# ESTRATTO DEL TESTO:
Paola Bilancia, Lo Stato di Diritto come valore in una dimensione “spaziale”

Non è certo questa la sede per approfondire la tematica dello Stato di diritto, tematica sulla quale sono stai versati fiumi di inchiostro, ma sia sufficiente ricordare come questa locuzione abbia avuto connotati non sempre univoci nel tempo e nei territori, riflettendo le tradizioni giuridiche e sociali nelle quali essa veniva elaborata.
Com’è noto, lo stato di diritto nasce dalle ceneri dello Stato assoluto ed è consustanziale allo Stato liberale, anche se Carl Schmitt ricorda come col termine Stato di diritto si possono indicare differenti concezioni sia per i diversi significati da dare al termine diritto, sia rispetto alle molteplici organizzazioni implicite nel termine Stato. La vittoria della rappresentanza politica con la rivoluzione francese fece sì che il diritto apparisse essenzialmente sotto forma di legge, il diritto positivo fosse in sostanza la legge deliberata dai rappresentanti e il passaggio al principio della conformità alla legge di ogni attività dello Stato diveniva il carattere essenziale dello Stato di diritto, assegnandosi così un potere illimitato al legislatore, il solo in grado di limitare.

# ELENCO RECORD:
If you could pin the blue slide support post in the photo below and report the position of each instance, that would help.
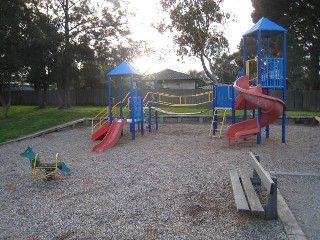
(110, 99)
(132, 124)
(149, 109)
(259, 82)
(156, 101)
(141, 108)
(284, 86)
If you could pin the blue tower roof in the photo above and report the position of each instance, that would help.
(267, 28)
(124, 69)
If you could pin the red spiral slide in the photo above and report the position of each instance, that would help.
(271, 108)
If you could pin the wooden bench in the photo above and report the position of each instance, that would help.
(245, 196)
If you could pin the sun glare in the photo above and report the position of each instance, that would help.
(145, 65)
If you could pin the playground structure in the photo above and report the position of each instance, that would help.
(41, 170)
(270, 73)
(109, 129)
(249, 92)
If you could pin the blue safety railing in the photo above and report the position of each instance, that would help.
(272, 73)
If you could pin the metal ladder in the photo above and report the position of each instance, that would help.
(216, 125)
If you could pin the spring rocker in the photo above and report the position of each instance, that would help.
(41, 170)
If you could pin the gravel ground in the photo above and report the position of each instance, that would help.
(169, 184)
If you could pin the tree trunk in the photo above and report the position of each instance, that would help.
(5, 104)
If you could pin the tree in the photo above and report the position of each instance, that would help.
(198, 30)
(301, 18)
(13, 24)
(84, 26)
(42, 45)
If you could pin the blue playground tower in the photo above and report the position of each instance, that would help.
(265, 70)
(271, 71)
(122, 72)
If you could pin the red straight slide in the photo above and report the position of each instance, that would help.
(101, 132)
(271, 108)
(111, 137)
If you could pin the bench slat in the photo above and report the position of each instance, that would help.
(253, 200)
(240, 198)
(265, 177)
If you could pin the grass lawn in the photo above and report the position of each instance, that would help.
(27, 119)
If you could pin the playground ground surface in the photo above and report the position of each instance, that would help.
(169, 184)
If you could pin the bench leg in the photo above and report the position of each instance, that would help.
(271, 207)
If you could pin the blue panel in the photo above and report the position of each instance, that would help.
(124, 69)
(272, 73)
(267, 28)
(137, 109)
(224, 96)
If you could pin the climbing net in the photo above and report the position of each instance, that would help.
(170, 100)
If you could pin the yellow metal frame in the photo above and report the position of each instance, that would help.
(44, 171)
(248, 63)
(183, 99)
(215, 120)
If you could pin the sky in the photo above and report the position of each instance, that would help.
(149, 11)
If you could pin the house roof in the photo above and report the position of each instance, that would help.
(267, 28)
(169, 74)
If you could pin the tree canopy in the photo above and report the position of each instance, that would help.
(301, 19)
(197, 26)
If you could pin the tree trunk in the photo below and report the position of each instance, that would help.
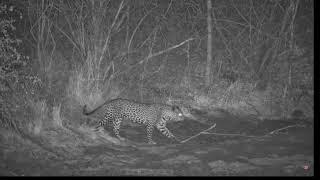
(209, 45)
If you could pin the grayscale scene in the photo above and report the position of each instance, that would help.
(157, 88)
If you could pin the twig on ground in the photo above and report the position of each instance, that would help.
(213, 126)
(287, 127)
(241, 135)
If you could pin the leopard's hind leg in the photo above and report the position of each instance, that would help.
(116, 128)
(149, 134)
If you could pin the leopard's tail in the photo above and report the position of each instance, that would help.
(86, 112)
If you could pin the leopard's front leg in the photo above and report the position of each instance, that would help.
(149, 134)
(116, 128)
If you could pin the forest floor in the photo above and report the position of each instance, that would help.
(234, 147)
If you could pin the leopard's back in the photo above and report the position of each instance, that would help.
(118, 111)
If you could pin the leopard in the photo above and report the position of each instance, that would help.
(153, 115)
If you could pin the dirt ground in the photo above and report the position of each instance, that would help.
(234, 147)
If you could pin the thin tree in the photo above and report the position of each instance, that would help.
(209, 45)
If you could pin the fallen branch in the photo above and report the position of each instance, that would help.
(241, 135)
(287, 127)
(150, 56)
(213, 126)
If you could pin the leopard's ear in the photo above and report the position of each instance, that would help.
(175, 108)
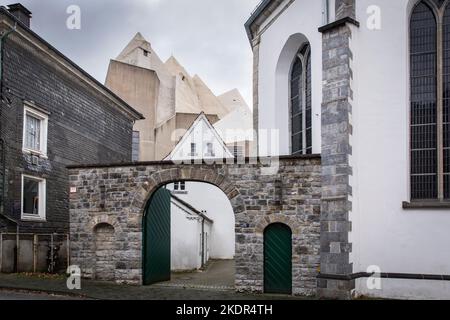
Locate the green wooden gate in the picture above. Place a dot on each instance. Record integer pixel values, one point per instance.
(278, 259)
(156, 238)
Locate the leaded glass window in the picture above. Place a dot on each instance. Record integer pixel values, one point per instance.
(430, 101)
(301, 102)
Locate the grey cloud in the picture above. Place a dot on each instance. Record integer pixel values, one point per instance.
(206, 36)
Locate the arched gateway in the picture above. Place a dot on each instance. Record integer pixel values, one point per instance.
(119, 194)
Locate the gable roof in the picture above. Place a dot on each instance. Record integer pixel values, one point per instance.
(201, 118)
(121, 104)
(262, 11)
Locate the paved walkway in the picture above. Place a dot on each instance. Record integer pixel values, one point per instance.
(112, 291)
(218, 275)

# CONSEGNA:
Continua il testo sullo Stato di diritto a partire dall'ultima frase riportata. I record non hanno alcun ruolo in questo compito.

# RISPOSTA:
La legge crea il diritto oggettivo, la supremazia della legge si staglia su ogni tipo di attività dello Stato e la riserva di legge e, quindi il monopolio del legislatore, perimetra l’incidenza del potere sui diritti fondamentali di libertà; questi vengono assicurati quindi, in prima battuta, dal legislatore che diviene così il custode di ogni diritto, l’ultimo garante dell’ordine costituito, la fonte di ogni legalità. Il legislatore ha il monopolio della creazione del diritto cui farà seguito il principio della legalità dell’amministrazione che assoggetta alla legge tutta l’attività amministrativa: in definitiva, la conformità alla legge ed alla competenza (stabilita nella legge) finirà per creare un sistema chiuso di stato di diritto.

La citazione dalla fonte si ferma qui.